#### [TEXTAUSZUG]
——————————

Tunesien will wichtiger Produzent von Strom aus erneuerbaren Energiequellen und von grünem Wasserstoff werden – beides mit Blick auf Europa. In die Pläne kommt nun neuer Schwung. (Stand: 29.05.2024)
31.05.2024
Von Verena Matschoß | Tunis
Am 8. Mai 2024 fand die Grundsteinlegung für einen 120-Megawatt-Solarpark im Gebiet Kairouan statt. Nach jahrelanger Verzögerung scheint damit Leben in die Großprojekte zum Ausbau der Erneuerbaren in Tunesien zu kommen. Das Projekt wurde bereits 2019 an die emiratische AMEA Power vergeben, das Ende der Bauarbeiten ist nun für Sommer 2025 geplant.

——————————

#### [DATENSÄTZE]
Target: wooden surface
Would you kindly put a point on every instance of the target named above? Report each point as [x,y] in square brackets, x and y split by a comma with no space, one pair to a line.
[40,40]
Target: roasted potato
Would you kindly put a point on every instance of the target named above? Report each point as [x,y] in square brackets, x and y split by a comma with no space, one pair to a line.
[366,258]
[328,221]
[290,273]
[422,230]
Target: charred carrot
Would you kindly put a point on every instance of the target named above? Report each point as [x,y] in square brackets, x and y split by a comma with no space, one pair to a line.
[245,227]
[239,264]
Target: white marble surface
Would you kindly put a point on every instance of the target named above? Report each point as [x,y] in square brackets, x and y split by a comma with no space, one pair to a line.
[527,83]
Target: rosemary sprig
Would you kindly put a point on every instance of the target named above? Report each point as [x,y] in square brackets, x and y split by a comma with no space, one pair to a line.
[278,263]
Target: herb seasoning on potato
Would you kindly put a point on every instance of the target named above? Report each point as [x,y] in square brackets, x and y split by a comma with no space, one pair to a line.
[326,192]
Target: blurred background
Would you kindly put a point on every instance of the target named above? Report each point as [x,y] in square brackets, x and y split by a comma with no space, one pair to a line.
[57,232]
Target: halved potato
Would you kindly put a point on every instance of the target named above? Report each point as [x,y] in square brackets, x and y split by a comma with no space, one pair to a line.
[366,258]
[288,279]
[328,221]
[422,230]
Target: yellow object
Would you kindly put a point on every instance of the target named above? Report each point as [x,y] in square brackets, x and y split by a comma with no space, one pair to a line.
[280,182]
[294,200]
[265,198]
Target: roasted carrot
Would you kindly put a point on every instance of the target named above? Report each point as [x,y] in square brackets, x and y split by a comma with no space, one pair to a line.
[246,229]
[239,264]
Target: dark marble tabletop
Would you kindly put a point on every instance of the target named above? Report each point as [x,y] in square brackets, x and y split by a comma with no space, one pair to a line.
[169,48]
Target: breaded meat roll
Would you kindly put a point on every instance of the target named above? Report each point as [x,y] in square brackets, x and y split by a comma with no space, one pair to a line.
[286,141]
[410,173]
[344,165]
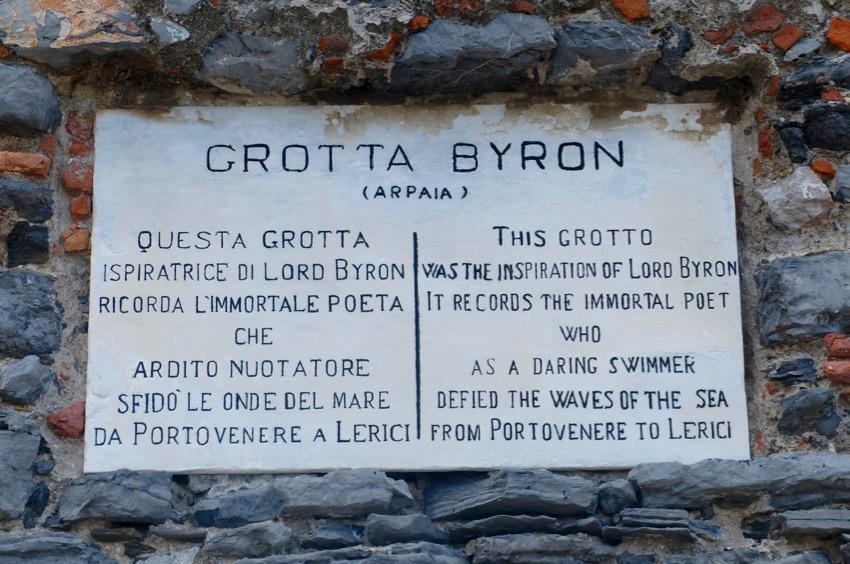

——————————

#### [ANWEISUNGEN]
[1] Gib aus dem Textauszug über die erneuerbaren Energien in Tunesien alles von „Tunesien will wichtiger“ bis einschließlich „Schwung. (Stand: 29.05.2024)“ wortgetreu wieder.
[2] Führe den Textauszug über die erneuerbaren Energien in Tunesien im Anschluss an seinen letzten Satz weiter.
Das Material steht für sich und gehört nicht zum Textauszug.

#### [ANTWORTEN JE AUFGABE]
[1]
Tunesien will wichtiger Produzent von Strom aus erneuerbaren Energiequellen und von grünem Wasserstoff werden – beides mit Blick auf Europa. In die Pläne kommt nun neuer Schwung. (Stand: 29.05.2024)

[2]
500 Megawatt neue Solarkapazität
Das Vorhaben ist Teil des Konzessionsregimes, unter das größere Projekte beim Ausbau der Erneuerbaren fallen. Im Jahr 2018 begann der Ausschreibungsprozess für fünf Solarparks mit einer Gesamtleistung von 500 Megawatt. Die Projekte sollen als öffentlich-private Partnerschaften umgesetzt werden. Stromabnehmer ist die staatliche Société tunisienne de l’électricité et du gaz (STEG).
AMEA Power setzt ein weiteres Projekt im Rahmen des Konzessionsregimes um, nämlich eine Solaranlage mit einer Kapazität von 200 Megawatt in Tataouine. Die französische Firma Voltalia ist Generalunternehmen bei einem 130 Megawatt Solarpark in Gafsa. Beide Verträge wurden Anfang Mai unterzeichnet.
Bei zwei weiteren Projekten aus der ersten Konzessionsrunde könnten Pressemeldungen zufolge im Sommer 2024 die Bauarbeiten beginnen. Ursprünglich hatte SCATEC Solar aus Norwegen den Zuschlag für drei der fünf Konzessionsprojekte bekommen. Laut einer Pressemitteilung wird das Unternehmen nur noch 120 Megawatt anstelle von 360 Megawatt umsetzen.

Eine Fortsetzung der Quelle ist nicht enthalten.